### WRITTEN EXERCISE:
Reproduce each of the items below word for word, without changing anything.

## BEGIN

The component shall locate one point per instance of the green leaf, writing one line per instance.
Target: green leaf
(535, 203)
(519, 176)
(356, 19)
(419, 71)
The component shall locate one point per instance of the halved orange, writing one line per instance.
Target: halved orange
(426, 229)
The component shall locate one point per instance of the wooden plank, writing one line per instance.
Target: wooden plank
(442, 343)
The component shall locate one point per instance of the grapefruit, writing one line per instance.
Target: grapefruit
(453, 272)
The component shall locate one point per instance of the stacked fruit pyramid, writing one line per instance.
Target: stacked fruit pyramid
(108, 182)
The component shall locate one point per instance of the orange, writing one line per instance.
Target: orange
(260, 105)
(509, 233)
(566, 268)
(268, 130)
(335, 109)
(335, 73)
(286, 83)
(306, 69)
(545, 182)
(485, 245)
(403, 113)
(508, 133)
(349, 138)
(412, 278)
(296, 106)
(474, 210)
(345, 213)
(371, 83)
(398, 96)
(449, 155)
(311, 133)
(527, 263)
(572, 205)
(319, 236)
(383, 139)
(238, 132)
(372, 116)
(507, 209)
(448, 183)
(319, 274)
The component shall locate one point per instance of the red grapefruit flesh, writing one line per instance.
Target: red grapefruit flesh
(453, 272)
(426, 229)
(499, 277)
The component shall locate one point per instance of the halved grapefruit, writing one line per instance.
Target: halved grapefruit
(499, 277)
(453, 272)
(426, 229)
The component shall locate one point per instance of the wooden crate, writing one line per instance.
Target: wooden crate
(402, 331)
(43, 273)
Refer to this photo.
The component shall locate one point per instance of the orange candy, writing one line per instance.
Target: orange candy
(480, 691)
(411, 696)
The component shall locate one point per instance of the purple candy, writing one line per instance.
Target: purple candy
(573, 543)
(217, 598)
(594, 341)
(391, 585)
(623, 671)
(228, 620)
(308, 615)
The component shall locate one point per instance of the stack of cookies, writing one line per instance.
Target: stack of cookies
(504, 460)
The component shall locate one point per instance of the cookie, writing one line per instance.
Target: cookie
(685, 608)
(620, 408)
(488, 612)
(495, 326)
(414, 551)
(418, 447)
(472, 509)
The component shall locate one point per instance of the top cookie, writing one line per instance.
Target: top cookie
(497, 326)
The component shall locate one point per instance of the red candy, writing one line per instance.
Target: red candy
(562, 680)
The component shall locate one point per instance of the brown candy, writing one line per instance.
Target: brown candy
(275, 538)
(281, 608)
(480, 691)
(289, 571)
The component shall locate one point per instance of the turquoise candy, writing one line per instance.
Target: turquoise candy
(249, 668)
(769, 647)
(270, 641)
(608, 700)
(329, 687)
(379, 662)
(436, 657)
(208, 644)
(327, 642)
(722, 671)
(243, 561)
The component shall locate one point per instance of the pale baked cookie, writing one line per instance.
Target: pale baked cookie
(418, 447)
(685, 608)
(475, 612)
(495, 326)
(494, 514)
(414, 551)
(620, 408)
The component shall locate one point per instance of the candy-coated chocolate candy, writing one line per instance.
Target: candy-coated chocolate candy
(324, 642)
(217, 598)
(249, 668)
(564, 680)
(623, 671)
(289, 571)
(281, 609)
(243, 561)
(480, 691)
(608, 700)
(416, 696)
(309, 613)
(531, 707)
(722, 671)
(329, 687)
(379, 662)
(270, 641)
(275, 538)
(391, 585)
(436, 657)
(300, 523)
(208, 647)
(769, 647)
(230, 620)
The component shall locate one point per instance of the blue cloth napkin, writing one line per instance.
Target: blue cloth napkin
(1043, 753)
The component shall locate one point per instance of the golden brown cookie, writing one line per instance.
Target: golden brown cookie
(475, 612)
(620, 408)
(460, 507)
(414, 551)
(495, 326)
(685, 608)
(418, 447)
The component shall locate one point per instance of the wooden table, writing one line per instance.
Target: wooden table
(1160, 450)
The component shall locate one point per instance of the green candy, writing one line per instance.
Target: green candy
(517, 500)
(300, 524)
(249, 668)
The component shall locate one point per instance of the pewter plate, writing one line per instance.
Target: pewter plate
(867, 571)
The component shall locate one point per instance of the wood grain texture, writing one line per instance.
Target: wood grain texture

## END

### RESULT OF THE EXERCISE:
The component shall locate one point per instance of the green leaf, writing one line per instance.
Target: green leaf
(535, 203)
(519, 176)
(356, 19)
(419, 71)
The component shall locate one point per instance of the halved orange, writing one line per instance.
Target: halved orange
(426, 229)
The component shall locate one point per instance of the wooden plank, writing one line per instance.
Target: wooden plank
(442, 343)
The component shall locate one point per instance of the grapefruit, writing one line per instance.
Target: grapefruit
(453, 272)
The component shall locate one point per instance of the stacked fruit pyramid, writing one line per instance.
Target: stacked fruit pyramid
(108, 182)
The component shall locate one point per instance of the orange, writing one line per instance.
Target: orange
(260, 105)
(509, 233)
(566, 268)
(268, 130)
(335, 109)
(335, 73)
(286, 83)
(306, 69)
(545, 182)
(485, 245)
(403, 113)
(508, 133)
(349, 138)
(412, 278)
(296, 106)
(474, 210)
(345, 213)
(371, 83)
(398, 96)
(449, 155)
(311, 133)
(527, 263)
(572, 205)
(319, 236)
(383, 139)
(238, 132)
(372, 116)
(507, 209)
(448, 183)
(319, 274)
The component shall locate one point per instance of the red grapefruit flesh, writing one line per instance.
Target: red grapefruit flesh
(453, 272)
(426, 229)
(499, 277)
The component shall locate one point per instance of the halved grapefruit, writing one line per instance.
Target: halved grapefruit
(499, 277)
(453, 272)
(426, 229)
The component shall locate one point per instance of the wooden crate, writing one line per instance.
Target: wooden crate
(402, 331)
(43, 273)
Refer to this photo.
The component shall locate one point per instance of the orange candy, writing one line per instance.
Target: orange candy
(480, 691)
(411, 696)
The component shall locate one point per instance of the purple candy, writing one line per instance.
Target: purple candy
(573, 543)
(217, 598)
(594, 341)
(391, 585)
(623, 671)
(228, 620)
(308, 615)
The component shall locate one point per instance of the stack of cookies, writing one line per instance.
Target: stack of cookies
(504, 460)
The component shall locate one point per instance of the cookie, writing one line per instance.
Target: cookie
(685, 608)
(620, 408)
(488, 612)
(495, 326)
(414, 551)
(418, 447)
(472, 509)
The component shall locate one point per instance of the top cookie, writing one line per instance.
Target: top cookie
(497, 326)
The component shall locate one point per instance of the red candy, writing one line per instance.
Target: red candy
(562, 680)
The component shall locate one point per instance of the brown candy, writing one line per instance.
Target: brown candy
(275, 538)
(281, 608)
(480, 691)
(289, 571)
The component shall locate one point per instance of the turquoise candy, writing one line per instance.
Target: turquoise candy
(249, 668)
(769, 647)
(270, 641)
(608, 700)
(329, 687)
(379, 662)
(436, 657)
(208, 644)
(327, 642)
(722, 671)
(243, 561)
The component shall locate one point per instance of the pale baked cookie, writing one line per instance.
Target: pale baked cookie
(418, 447)
(685, 608)
(475, 612)
(495, 326)
(494, 514)
(414, 551)
(620, 408)
The component shall locate one point per instance of the candy-coated chocolate candy, writing one line per instance.
Target: candy-coated chocolate candy
(324, 642)
(217, 598)
(249, 668)
(564, 680)
(623, 671)
(289, 571)
(281, 609)
(243, 561)
(480, 691)
(608, 700)
(416, 696)
(309, 613)
(531, 707)
(722, 671)
(329, 687)
(379, 662)
(270, 641)
(275, 538)
(391, 585)
(436, 657)
(300, 523)
(208, 647)
(769, 647)
(230, 620)
The component shall locate one point per instance of the blue cloth napkin, writing one line per instance.
Target: blue cloth napkin
(1043, 753)
The component shall locate one point per instance of the golden brown cookie, writing one line per instance.
Target: golden brown cookie
(475, 612)
(620, 408)
(460, 507)
(414, 551)
(495, 326)
(685, 608)
(418, 447)
The component shall locate one point per instance of the wooden table, writing one line per instance.
Target: wooden table
(1160, 450)
The component shall locate one point per instance of the green candy, writing one line per instance.
Target: green candy
(517, 500)
(300, 524)
(249, 668)
The component shall locate one point per instance of the pewter plate, writing one line per instance.
Target: pewter plate
(867, 571)
The component shall locate one point per instance of the wood grain texture, writing one line per instance.
Target: wood grain texture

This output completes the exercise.